**GIVEN PROBLEM**
Everything from the line that contains "pick out the blue" through the final line of the records should be written out exactly, and nothing outside that span.
+++++
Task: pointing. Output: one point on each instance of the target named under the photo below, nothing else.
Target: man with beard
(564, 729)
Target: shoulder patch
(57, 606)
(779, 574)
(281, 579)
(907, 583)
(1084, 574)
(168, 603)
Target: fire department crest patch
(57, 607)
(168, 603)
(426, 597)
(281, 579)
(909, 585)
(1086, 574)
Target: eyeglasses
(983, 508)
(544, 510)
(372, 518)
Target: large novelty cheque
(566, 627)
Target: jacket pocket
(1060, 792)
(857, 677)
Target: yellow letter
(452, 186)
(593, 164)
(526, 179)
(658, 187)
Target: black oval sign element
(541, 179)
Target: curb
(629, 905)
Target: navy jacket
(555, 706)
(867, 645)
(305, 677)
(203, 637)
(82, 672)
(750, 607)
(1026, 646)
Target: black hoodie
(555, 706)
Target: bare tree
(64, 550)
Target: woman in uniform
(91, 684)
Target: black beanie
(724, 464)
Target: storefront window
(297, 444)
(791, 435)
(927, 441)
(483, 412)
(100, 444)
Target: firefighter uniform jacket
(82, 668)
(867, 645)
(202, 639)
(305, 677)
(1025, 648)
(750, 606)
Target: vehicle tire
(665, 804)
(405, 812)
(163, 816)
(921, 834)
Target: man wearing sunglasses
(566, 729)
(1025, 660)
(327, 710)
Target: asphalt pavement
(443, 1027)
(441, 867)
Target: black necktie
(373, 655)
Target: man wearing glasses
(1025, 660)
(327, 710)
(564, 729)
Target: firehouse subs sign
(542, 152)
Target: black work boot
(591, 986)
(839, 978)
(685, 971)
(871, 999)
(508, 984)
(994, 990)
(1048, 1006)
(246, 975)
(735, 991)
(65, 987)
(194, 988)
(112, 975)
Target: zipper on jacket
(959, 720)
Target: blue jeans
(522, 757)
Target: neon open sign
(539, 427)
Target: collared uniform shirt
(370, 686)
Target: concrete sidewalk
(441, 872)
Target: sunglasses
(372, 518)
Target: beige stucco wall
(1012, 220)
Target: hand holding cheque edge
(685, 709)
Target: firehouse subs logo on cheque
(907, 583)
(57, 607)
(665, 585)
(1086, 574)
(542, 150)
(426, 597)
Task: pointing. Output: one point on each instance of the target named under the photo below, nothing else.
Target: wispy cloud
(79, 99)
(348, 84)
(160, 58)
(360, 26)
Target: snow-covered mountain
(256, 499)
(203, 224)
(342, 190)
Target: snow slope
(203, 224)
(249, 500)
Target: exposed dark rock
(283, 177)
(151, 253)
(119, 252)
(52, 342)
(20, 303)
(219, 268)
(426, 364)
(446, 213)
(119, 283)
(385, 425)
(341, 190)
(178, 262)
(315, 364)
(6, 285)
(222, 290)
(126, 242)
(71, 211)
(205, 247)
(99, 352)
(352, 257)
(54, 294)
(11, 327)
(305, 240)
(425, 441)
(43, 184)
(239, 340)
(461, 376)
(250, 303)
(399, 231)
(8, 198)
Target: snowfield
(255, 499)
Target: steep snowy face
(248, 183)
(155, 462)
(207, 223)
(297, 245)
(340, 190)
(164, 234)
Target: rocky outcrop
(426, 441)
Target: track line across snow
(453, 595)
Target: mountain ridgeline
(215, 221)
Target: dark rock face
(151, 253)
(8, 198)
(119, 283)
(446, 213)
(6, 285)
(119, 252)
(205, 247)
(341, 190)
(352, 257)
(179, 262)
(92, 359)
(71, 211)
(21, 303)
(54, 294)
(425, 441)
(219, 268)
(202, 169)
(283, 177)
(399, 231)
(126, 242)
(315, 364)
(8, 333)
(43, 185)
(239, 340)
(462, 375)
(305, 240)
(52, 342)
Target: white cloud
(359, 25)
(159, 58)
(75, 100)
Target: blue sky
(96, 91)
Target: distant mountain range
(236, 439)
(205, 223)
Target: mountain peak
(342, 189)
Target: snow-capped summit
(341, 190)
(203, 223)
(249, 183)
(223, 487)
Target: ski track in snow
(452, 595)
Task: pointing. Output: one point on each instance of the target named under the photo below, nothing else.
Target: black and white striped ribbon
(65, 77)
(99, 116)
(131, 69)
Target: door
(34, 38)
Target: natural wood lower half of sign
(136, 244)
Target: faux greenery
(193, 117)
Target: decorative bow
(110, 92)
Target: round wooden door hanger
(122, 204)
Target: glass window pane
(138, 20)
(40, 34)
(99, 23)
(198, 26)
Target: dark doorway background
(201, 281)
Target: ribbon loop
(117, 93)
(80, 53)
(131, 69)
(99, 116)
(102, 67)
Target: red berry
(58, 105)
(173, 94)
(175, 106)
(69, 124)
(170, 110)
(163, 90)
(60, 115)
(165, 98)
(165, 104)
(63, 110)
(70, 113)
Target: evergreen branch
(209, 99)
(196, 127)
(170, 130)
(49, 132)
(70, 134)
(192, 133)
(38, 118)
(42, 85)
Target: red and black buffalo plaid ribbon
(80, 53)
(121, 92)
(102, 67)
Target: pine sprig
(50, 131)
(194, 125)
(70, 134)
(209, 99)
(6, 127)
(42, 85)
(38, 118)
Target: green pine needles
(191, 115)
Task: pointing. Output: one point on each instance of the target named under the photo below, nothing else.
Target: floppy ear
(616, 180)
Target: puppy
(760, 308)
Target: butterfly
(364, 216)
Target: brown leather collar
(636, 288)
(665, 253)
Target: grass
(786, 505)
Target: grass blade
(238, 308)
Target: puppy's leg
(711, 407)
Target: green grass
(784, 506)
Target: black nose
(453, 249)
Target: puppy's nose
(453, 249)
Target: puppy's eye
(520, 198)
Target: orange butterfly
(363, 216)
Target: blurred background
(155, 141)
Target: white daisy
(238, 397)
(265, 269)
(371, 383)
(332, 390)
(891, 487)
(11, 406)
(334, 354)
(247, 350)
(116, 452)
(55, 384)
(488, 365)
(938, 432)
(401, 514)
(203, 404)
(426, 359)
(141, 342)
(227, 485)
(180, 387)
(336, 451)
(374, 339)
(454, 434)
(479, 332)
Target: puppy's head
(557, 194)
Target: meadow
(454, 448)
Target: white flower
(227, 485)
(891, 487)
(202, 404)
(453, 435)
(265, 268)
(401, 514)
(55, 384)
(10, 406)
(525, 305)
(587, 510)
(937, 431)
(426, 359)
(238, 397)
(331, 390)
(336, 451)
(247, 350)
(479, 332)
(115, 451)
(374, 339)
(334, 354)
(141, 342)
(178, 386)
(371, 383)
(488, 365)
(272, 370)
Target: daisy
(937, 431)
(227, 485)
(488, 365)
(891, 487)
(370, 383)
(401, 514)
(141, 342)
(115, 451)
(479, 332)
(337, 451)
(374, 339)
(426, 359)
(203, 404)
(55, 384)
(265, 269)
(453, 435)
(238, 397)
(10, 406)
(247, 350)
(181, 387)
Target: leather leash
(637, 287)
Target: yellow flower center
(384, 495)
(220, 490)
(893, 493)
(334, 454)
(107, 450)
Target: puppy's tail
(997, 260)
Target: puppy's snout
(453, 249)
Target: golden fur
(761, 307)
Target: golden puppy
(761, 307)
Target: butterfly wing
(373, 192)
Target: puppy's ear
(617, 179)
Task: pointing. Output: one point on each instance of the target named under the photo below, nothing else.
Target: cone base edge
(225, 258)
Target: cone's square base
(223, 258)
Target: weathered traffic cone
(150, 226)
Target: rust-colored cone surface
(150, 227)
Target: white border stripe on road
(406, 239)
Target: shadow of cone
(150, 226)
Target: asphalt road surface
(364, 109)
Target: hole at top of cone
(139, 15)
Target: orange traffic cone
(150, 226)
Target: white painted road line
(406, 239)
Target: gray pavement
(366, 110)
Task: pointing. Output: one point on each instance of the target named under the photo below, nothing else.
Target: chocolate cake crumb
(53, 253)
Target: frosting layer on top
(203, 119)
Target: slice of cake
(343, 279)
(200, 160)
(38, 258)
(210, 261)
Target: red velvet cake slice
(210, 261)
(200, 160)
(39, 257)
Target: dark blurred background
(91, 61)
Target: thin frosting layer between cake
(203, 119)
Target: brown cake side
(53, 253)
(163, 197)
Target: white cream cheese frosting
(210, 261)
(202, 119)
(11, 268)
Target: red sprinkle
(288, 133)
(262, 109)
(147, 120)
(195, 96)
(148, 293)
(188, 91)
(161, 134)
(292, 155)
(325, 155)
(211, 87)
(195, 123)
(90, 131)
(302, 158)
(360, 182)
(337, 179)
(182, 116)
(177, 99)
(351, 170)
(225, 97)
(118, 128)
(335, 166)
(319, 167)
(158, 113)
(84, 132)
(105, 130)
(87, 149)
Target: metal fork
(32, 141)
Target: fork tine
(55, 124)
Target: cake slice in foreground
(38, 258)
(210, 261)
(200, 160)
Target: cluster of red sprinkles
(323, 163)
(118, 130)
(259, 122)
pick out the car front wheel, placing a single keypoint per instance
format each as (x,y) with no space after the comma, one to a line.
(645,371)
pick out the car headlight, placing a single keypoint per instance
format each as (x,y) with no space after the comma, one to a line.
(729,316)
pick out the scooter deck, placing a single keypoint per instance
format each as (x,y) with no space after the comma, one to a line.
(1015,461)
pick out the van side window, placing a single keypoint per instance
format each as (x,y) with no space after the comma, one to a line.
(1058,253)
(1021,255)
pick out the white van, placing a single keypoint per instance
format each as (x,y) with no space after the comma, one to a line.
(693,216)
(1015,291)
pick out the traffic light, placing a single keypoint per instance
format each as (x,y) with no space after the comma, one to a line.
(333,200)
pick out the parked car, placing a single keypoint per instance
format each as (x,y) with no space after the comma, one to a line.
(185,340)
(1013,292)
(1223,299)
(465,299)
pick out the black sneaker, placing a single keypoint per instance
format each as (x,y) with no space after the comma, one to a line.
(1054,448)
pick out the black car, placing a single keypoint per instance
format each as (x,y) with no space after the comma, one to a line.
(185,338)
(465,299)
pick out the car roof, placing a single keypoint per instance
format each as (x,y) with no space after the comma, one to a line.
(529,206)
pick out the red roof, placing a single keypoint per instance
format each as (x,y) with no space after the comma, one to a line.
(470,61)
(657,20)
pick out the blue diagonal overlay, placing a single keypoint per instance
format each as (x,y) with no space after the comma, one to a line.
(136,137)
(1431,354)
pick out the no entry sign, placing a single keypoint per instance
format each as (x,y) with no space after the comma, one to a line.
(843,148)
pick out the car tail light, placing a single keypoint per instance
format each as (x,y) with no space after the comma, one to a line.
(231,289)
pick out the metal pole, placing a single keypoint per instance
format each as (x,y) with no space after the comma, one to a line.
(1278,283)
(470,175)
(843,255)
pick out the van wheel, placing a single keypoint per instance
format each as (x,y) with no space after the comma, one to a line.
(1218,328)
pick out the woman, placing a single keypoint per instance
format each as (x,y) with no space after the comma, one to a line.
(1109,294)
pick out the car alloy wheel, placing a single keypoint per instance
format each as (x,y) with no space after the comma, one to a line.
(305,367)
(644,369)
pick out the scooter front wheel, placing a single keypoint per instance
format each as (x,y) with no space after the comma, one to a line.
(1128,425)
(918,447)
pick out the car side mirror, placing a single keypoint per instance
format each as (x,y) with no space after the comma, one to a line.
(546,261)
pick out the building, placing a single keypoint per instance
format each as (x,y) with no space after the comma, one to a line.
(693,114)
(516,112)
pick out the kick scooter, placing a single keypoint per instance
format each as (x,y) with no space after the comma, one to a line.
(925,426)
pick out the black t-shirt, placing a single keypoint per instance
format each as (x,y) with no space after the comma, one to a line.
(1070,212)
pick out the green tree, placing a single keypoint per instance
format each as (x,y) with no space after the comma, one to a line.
+++++
**ANSWER FOR THIS EXERCISE**
pick out the blue diagonal overlay, placing a single keypoint per instance
format each as (x,y) with no space after the comma, one to a line.
(136,137)
(1431,354)
pick out the no entry sign, placing a single keypoint per instance
format each as (x,y) with no space after the comma, one to a line.
(843,148)
pick out the car tail light, placing a single keypoint per instance
format each as (x,y) with no space after the comma, one to a line.
(231,289)
pick out the metal pole, placing a single keypoint per instance
format each as (x,y) with no space after the comma, one to a line.
(1278,283)
(470,175)
(843,255)
pick out the van wheel, placing a single keypoint per instance
format each as (x,y) with no space after the comma, one to a line.
(1218,328)
pick out the woman, placing a single keypoint per instance
format each as (x,y) with no space after the comma, one to a line.
(1109,294)
pick out the car alloy wheel, placing a single keypoint per instance
format each as (x,y) with no space after the comma, one to a line.
(305,367)
(644,369)
pick out the scooter front wheel, placing a single keypoint per instance
format each as (x,y) with no space after the comma, one to a line.
(1128,425)
(918,447)
pick out the car side mirror, placing a single keypoint per instance
format each as (x,y) with no space after the comma, one to a line.
(546,261)
pick out the building, placing a single keypoint per instance
format each as (x,y) with no space after the comma, one to a line.
(693,114)
(516,112)
pick out the kick scooter, placing a single keypoint per instance
format each as (x,y) with no space after the comma, one to a line.
(925,426)
pick out the black t-shirt, placing a single keypoint per instance
format each as (x,y) with no space after the comma, one to a line.
(1070,212)
pick out the green tree, placing a single keypoint per instance
format each as (x,y) with no space after the comma, one to a line.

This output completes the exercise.